* [Exercise details] Each record that follows should be repeated exactly, with no pictures carried over.

----- Extracted data

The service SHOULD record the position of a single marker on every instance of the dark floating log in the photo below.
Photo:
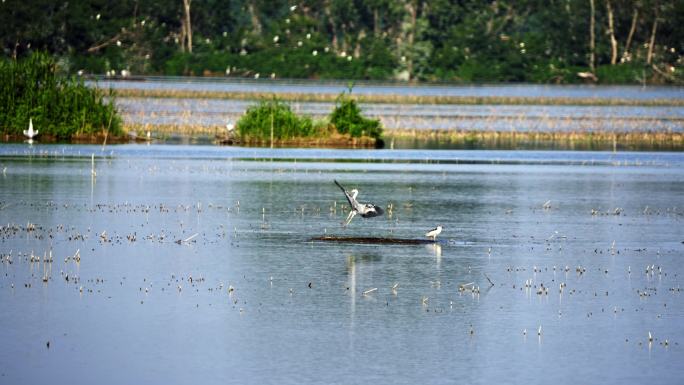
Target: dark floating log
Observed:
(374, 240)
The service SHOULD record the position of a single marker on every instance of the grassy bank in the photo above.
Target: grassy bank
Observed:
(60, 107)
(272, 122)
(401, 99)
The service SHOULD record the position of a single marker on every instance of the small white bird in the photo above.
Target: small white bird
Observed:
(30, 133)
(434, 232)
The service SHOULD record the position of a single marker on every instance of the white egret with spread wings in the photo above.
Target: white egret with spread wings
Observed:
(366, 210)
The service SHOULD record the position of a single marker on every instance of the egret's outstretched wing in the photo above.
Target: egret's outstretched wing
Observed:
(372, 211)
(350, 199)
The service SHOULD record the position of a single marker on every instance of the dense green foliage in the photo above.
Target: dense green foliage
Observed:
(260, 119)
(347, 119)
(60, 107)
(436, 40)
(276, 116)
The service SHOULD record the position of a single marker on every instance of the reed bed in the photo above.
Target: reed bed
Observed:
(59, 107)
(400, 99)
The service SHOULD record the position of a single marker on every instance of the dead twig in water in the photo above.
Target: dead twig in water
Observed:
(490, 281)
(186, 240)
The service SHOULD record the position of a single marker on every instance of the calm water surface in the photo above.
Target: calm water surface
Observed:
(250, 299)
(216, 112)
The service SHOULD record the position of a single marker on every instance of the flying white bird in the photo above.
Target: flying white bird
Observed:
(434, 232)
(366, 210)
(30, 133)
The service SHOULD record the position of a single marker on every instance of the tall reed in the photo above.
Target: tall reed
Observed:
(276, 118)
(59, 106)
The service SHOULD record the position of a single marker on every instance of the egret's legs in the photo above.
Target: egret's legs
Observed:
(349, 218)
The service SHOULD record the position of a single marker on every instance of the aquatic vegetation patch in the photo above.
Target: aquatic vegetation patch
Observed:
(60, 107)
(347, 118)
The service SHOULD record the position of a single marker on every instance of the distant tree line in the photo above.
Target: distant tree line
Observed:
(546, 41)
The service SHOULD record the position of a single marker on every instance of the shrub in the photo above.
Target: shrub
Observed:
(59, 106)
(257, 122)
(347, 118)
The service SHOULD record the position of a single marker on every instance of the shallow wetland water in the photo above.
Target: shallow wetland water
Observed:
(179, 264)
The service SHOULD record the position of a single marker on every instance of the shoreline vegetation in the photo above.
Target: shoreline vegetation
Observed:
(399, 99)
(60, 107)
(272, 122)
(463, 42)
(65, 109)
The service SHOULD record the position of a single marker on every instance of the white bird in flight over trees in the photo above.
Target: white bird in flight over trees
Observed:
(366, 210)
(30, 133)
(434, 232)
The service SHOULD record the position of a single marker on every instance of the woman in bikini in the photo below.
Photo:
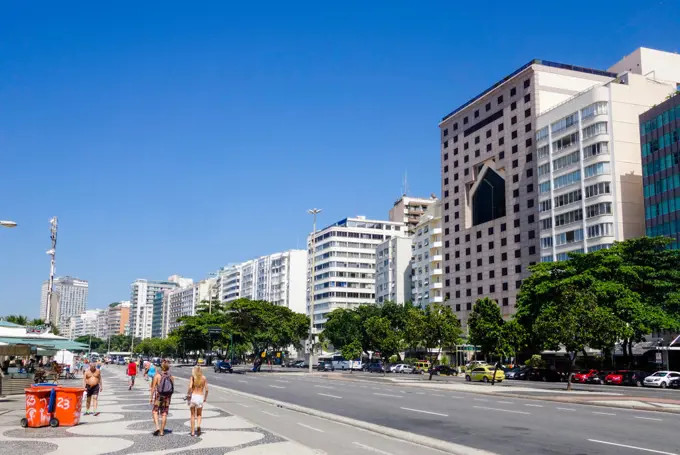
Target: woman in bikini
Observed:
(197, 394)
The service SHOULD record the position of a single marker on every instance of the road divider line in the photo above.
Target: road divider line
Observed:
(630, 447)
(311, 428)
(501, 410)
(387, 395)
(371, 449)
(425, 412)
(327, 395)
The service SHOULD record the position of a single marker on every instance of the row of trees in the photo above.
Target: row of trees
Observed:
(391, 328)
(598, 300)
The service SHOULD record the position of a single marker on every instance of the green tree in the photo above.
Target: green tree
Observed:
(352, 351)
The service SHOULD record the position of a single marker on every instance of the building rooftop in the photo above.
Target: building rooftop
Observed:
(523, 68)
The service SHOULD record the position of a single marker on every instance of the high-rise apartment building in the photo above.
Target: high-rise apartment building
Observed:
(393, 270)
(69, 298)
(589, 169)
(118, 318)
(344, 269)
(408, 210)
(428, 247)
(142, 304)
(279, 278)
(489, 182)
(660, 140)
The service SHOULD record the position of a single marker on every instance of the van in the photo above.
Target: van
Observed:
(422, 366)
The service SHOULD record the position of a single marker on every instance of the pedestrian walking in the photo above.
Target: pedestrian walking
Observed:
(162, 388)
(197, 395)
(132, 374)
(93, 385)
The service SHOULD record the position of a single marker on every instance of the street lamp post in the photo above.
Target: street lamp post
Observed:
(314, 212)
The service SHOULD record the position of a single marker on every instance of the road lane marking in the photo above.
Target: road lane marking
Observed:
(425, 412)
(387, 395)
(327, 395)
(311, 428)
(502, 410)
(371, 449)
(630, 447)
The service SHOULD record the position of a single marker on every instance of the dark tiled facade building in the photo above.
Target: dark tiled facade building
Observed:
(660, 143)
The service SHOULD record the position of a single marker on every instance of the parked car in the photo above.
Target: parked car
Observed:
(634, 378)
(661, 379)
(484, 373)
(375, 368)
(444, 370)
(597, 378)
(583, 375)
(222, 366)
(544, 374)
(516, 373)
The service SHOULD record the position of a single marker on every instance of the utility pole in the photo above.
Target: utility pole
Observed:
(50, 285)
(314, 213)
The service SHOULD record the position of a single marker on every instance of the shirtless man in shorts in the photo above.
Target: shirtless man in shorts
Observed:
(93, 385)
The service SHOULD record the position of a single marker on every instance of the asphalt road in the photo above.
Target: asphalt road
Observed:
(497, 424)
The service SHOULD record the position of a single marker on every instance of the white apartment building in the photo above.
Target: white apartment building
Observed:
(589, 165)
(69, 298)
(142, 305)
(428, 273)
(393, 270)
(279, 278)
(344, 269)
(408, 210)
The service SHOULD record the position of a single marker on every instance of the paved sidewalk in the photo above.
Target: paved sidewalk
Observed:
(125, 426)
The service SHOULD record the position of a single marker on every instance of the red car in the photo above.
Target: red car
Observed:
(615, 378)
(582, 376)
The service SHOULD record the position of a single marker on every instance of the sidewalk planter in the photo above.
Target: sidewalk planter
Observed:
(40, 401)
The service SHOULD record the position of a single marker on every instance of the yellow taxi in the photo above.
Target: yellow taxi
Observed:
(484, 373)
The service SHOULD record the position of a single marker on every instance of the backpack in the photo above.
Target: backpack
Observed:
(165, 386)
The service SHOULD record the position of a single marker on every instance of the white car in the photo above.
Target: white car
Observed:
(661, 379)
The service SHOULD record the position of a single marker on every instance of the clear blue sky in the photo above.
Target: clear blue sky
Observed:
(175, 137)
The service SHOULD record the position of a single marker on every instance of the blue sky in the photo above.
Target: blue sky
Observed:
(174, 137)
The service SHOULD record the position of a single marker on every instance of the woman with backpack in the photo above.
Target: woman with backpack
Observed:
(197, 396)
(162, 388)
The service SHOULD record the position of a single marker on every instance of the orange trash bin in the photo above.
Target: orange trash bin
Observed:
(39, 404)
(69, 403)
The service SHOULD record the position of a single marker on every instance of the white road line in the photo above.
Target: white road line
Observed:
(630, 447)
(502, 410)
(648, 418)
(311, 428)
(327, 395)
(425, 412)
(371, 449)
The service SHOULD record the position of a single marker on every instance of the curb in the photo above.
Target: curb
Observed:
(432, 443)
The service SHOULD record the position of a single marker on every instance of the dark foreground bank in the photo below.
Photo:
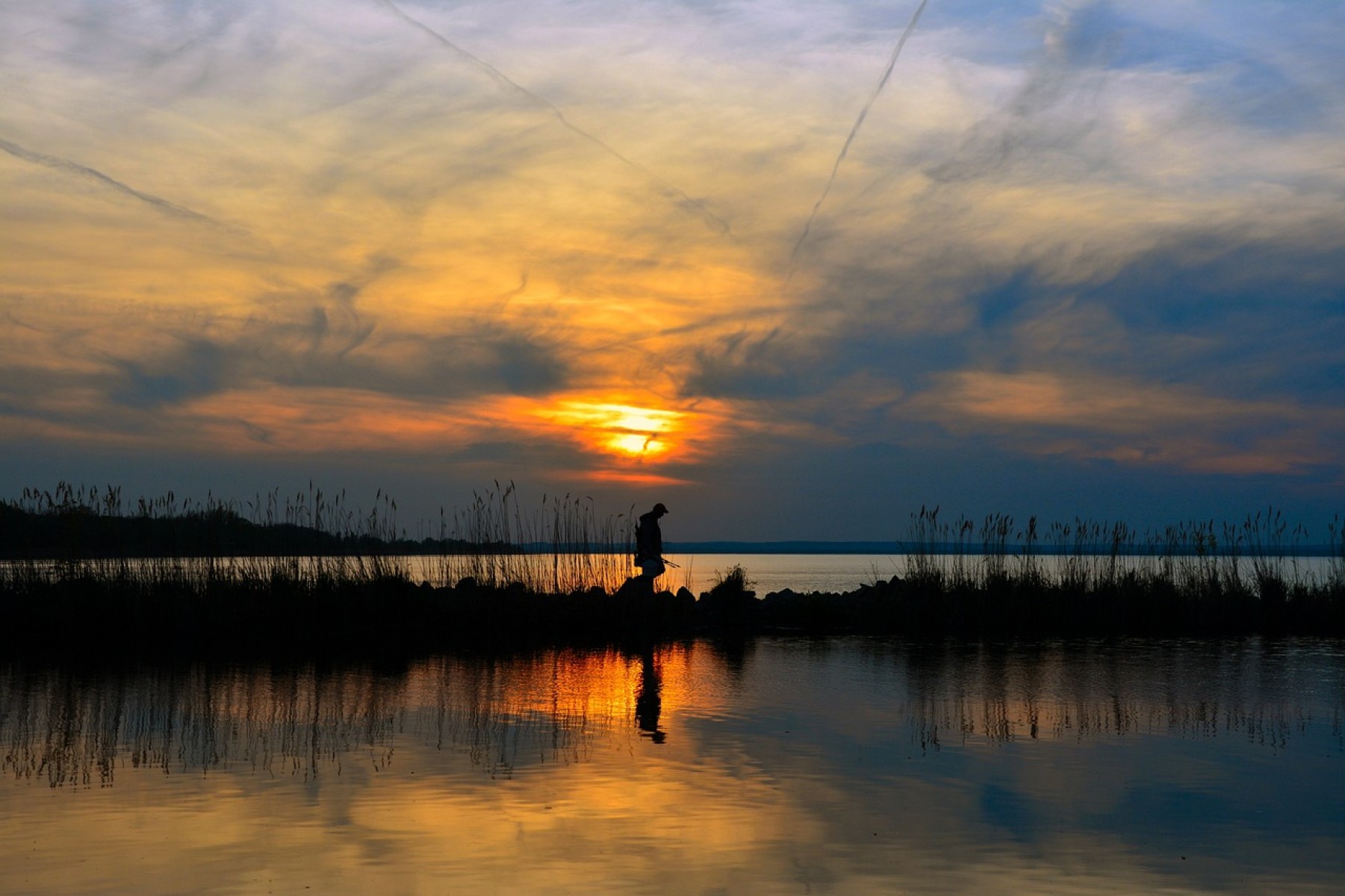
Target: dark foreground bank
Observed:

----------

* [Response below]
The service SHOULD record the position of a single marker on every instance of the dark floating log in the photo below.
Photo:
Target: dark floating log
Observed:
(374, 240)
The service SHOULD record the position of a single marker on every instance of the grassy bank in the photo above.
Target: grassy bank
Observed:
(60, 107)
(272, 122)
(401, 99)
The service SHOULD record the position of a single marker on every instance of the small white bird in the photo above.
Target: small white bird
Observed:
(30, 133)
(434, 232)
The service SHOULD record the position of a single marker on every instance of the white egret with spread wings in the photo above.
Target: white egret with spread wings
Observed:
(366, 210)
The service SHOULD record the position of a single marker on every instance of the egret's outstretched wing in the photo above.
Target: egret's outstretched wing
Observed:
(372, 211)
(350, 199)
The service SHOULD record the position of a single marker on every instance of the dense green foliage in the photo above.
Target: dense green foliage
Observed:
(260, 119)
(347, 119)
(60, 107)
(436, 40)
(276, 116)
The service SHOULD record the position of a single marker on every instance of the reed bed in the photo above.
Target: reed bed
Observed:
(59, 107)
(400, 99)
The service SHOULD record the position of a single marker on every instance of the dead twig in water in the photo above.
Target: dead twig in water
Observed:
(490, 281)
(186, 240)
The service SHOULD record the position of a single marker on every instance of the calm water surface in the photo above.
Target: calm water surface
Observed:
(250, 299)
(216, 112)
The service SHOULD record the position of a single marker on every instance of the flying white bird in the photo above.
Target: flying white bird
Observed:
(434, 232)
(366, 210)
(30, 133)
The service SHOULD record the position of a single marker on every instance of the tall reed in the photo above.
Target: tall reed
Observed:
(276, 118)
(59, 106)
The service SHOULD record the position of a single marker on every instance of the egret's legs in the photo above.
Target: egret's legs
Observed:
(349, 218)
The service SHOULD record the position of a single marker on every instance of the aquatic vegetation patch in the photo above.
Target: aquatic vegetation patch
Observed:
(60, 107)
(347, 118)
The service SHOULD record the position of a single marker on every instance of the distant tree line in the photo above.
Target: distant tree line
Observed:
(546, 41)
The service SHOULD record the position of a single marker on every instance of the shrub in the photo above.
Target: shrub
Observed:
(59, 106)
(257, 122)
(347, 118)
The service SHOULD record the position of a single marker on every instance of the shallow wetland water in the photo above.
Target: shallow wetland water
Observed:
(179, 264)
The service SHOULD record the position of a single marker on every instance of the shoreline vegetation in the photo above.
Target: shoreline vegetation
Observed:
(399, 99)
(60, 107)
(272, 122)
(463, 42)
(65, 109)
The service SHOULD record the position of a single marker on every instance of the white bird in flight over trees in the photo above.
Target: white bird in flight over trees
Observed:
(366, 210)
(30, 133)
(434, 232)
The service SHOULD record the position of a single marker on every instance of the woman in bikini in the photo below.
Photo:
Target: woman in bikini
Observed:
(197, 394)
The service SHOULD record the position of a single marker on every instance of the road divider line in the photo above.
Target: road divider line
Observed:
(630, 447)
(311, 428)
(501, 410)
(387, 395)
(371, 449)
(425, 412)
(327, 395)
The service SHOULD record the position of a single marker on every instance of the row of trees in the photo above.
Target: row of trees
Observed:
(391, 328)
(598, 300)
The service SHOULD record the position of a single marker on every instance of the green tree in the photo above.
Target: green tree
Observed:
(352, 351)
The service SHOULD record the position of a single marker on every instance of the building rooftop in the photo above.
Target: building rooftop
Observed:
(523, 68)
The service SHOULD record the position of a single marker on every instance of the high-rise apartment building in the photo above.
Target: high-rise apartment building
Observed:
(393, 270)
(69, 298)
(589, 169)
(118, 318)
(344, 269)
(408, 210)
(428, 247)
(142, 304)
(279, 278)
(489, 182)
(660, 140)
The service SHOULD record the position of a single marker on every instance of the van in the photo above.
Target: van
Observed:
(422, 366)
The service SHOULD record the position of a single marker on every instance of the pedestrian walking in the photo above.
Target: pedestrian walking
Observed:
(162, 388)
(197, 395)
(132, 374)
(93, 385)
The service SHOULD record the position of a single marker on every instance of the street lamp post in the photo above.
Target: street lamp post
Observed:
(314, 212)
The service SHOULD record the position of a single marker on every instance of the road lane marking in the photo above.
Target: road lane marking
Observed:
(425, 412)
(387, 395)
(327, 395)
(311, 428)
(502, 410)
(371, 449)
(630, 447)
The service SHOULD record the position of a single marker on every instance of the dark tiled facade building in the photo above.
Target: dark tiled facade building
Observed:
(660, 143)
The service SHOULD record the position of a single marker on every instance of the parked car in the photo above.
Target: parked car
Observed:
(634, 378)
(661, 379)
(484, 373)
(375, 368)
(444, 370)
(597, 378)
(583, 375)
(222, 366)
(544, 374)
(516, 373)
The service SHOULD record the position of a single marker on every instance of the utility pole in the photo above.
Target: utility pole
Observed:
(50, 285)
(314, 213)
The service SHOULD record the position of a single marker on every instance of the shirtless man in shorts in the photo above.
Target: shirtless man in shorts
Observed:
(93, 385)
The service SHOULD record the position of a single marker on every instance of the asphalt road in the photo above.
Target: asphalt road
Observed:
(497, 424)
The service SHOULD record the position of a single marker on every instance of the white apartment building in the photo above.
Target: white apartment building
Observed:
(589, 165)
(69, 298)
(142, 305)
(428, 273)
(393, 270)
(279, 278)
(344, 269)
(408, 210)
The service SHOULD record the position of a single marker on every instance of the paved sidewalk in the photo above.
Target: paved sidewalk
Observed:
(125, 426)
The service SHOULD record the position of a single marker on every instance of the red car in the photo above.
Target: red car
Observed:
(615, 378)
(582, 376)
The service SHOULD record the position of a single marker on every instance of the sidewalk planter in the photo above.
Target: sidewalk planter
Observed:
(40, 401)
The service SHOULD record the position of a single marker on every instance of the yellow taxi in the photo above.
Target: yellow taxi
Observed:
(484, 373)
The service SHOULD record the position of a single marker on every instance of the backpack in the photo above.
Target: backpack
Observed:
(165, 386)
The service SHOULD record the position of a single marker on every instance of the white car in the photo above.
Target: white car
Observed:
(661, 379)
The service SHOULD record the position of a single marker on every instance of the clear blue sky in the photo above.
Target: clear blue sky
Observed:
(175, 137)
The service SHOULD record the position of a single marker on every instance of the blue sky in the photo above.
Target: blue sky
Observed:
(174, 137)
The service SHOULD record the position of a single marker on every instance of the woman with backpack in the photo above.
Target: woman with backpack
Observed:
(197, 396)
(162, 388)
The service SHOULD record the position of a single marker on every instance of the orange trash bin in the photo above.
Target: orange trash bin
Observed:
(39, 404)
(69, 403)
The service SHOULD record the position of a single marker on every instance of the white road line in the photo above.
Target: white road line
Observed:
(630, 447)
(502, 410)
(648, 418)
(311, 428)
(327, 395)
(425, 412)
(371, 449)
The service SHOULD record the position of a single marker on every instance of the curb in the photo above.
Target: curb
Observed:
(432, 443)
The service SHOULD record the position of a single marker on every instance of the dark foreground bank in the photo below.
Photo:
Target: dark foreground bank
Observed:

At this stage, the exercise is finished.